• _Document extract_
◆ ◆ ◆ ◆
Skip to main content

Documentation Index

Fetch the complete documentation index at: https://evalgate.com/docs/llms.txt

Use this file to discover all available pages before exploring further.

Set up CI/CD regression gates with Evalgate

Gate LLM quality in CI by detecting regressions automatically before they reach production. Block merges when prompts or models degrade scores.
Integrating Evalgate into your CI/CD pipeline means every pull request is evaluated against a committed quality baseline — so you catch prompt regressions, model degradation, and safety failures before they ship. This guide walks you through GitHub Actions setup, GitLab CI configuration, threshold tuning, and the full CLI reference.
◆ ◆ ◆ ◆
• _Data extract_
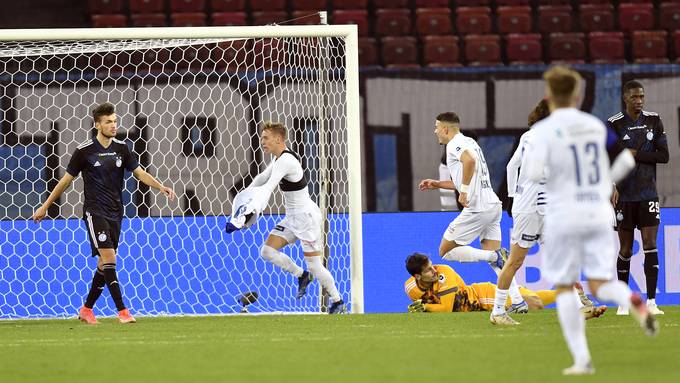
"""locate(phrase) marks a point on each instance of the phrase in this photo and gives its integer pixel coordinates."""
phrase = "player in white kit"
◆ ◆ ◆ ◆
• _Work instructions_
1 - Using the Evalgate CI/CD guide, answer each question on its own line:
(a) At what address can the complete documentation index be fetched?
(b) What gets blocked when prompts or models degrade scores?
(c) What is every pull request evaluated against?
2 - Pick up the Evalgate CI/CD guide right after its last sentence and keep writing it.

• _Responses in order_
1 -
(a) https://evalgate.com/docs/llms.txt
(b) Merges
(c) A committed quality baseline

2 -
One-command CI setup

EvalGate 3.5.0 ships a single ci command that handles discovery, caching, comparison, and reporting in one step. Add the following workflow file to your repository:
.github/workflows/evalgate.yml
name: EvalGate CI
on: [push, pull_request]
jobs:
  evalgate:
    runs-on: ubuntu-latest
    steps:
      - uses: actions/checkout@v4
      - uses: actions/setup-node@v4
      - run: npm ci
      - run: npx evalgate ci --format github --write-results --base main
      - uses: actions/upload-artifact@v4
        if: always()
        with:
          name: evalgate-results
          path: .evalgate/
That single npx evalgate ci command does everything:
  • Discovers all evaluation specs automatically
  • Runs only impacted specs using smart caching
  • Compares results against the base branch
  • Posts a rich summary in the pull request with any regressions highlighted
  • Exits with the appropriate code (see exit codes below)
The --write-results flag saves run artifacts to .evalgate/ so you can inspect them or feed them to downstream jobs. The --base main flag controls which branch is used as the regression baseline.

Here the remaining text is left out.